**SHORT TASK**
Format the stretch of the listing from its start through the line containing "49 108 L 47" as a JSON list of strings, one string per line, both ends included and blank lines omitted.
##########
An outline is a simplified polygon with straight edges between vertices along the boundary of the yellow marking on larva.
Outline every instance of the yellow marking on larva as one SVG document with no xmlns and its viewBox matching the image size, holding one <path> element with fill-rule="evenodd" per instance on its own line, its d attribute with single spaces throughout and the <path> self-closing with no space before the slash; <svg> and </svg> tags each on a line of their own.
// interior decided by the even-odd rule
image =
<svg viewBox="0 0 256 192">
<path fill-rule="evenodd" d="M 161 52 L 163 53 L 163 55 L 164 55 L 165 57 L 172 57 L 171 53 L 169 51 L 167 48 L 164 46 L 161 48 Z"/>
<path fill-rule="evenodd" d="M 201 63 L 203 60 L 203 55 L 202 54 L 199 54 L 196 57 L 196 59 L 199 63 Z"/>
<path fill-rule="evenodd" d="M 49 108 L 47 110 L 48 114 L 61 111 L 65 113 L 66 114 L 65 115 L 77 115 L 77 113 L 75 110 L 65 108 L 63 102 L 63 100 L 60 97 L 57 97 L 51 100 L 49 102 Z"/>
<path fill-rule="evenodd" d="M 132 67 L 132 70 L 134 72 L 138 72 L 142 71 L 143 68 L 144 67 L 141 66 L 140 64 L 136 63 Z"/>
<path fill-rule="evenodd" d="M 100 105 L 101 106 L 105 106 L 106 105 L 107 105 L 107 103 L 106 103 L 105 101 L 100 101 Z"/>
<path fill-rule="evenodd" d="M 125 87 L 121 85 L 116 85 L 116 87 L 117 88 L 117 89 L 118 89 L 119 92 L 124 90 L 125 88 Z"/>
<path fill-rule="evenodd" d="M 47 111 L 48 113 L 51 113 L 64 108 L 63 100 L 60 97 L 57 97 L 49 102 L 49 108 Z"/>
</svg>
##########
**SOLUTION FOR THIS TASK**
[
  "An outline is a simplified polygon with straight edges between vertices along the boundary of the yellow marking on larva.",
  "Outline every instance of the yellow marking on larva as one SVG document with no xmlns and its viewBox matching the image size, holding one <path> element with fill-rule=\"evenodd\" per instance on its own line, its d attribute with single spaces throughout and the <path> self-closing with no space before the slash; <svg> and </svg> tags each on a line of their own.",
  "// interior decided by the even-odd rule",
  "image =",
  "<svg viewBox=\"0 0 256 192\">",
  "<path fill-rule=\"evenodd\" d=\"M 161 52 L 163 53 L 163 55 L 164 55 L 165 57 L 172 57 L 171 53 L 169 51 L 167 48 L 164 46 L 161 48 Z\"/>",
  "<path fill-rule=\"evenodd\" d=\"M 201 63 L 203 60 L 203 55 L 202 54 L 199 54 L 196 57 L 196 59 L 199 63 Z\"/>",
  "<path fill-rule=\"evenodd\" d=\"M 49 108 L 47 110 L 48 114 L 61 111 L 65 113 L 66 114 L 65 115 L 77 115 L 77 113 L 75 110 L 65 108 L 63 102 L 63 100 L 60 97 L 57 97 L 51 100 L 49 102 Z\"/>"
]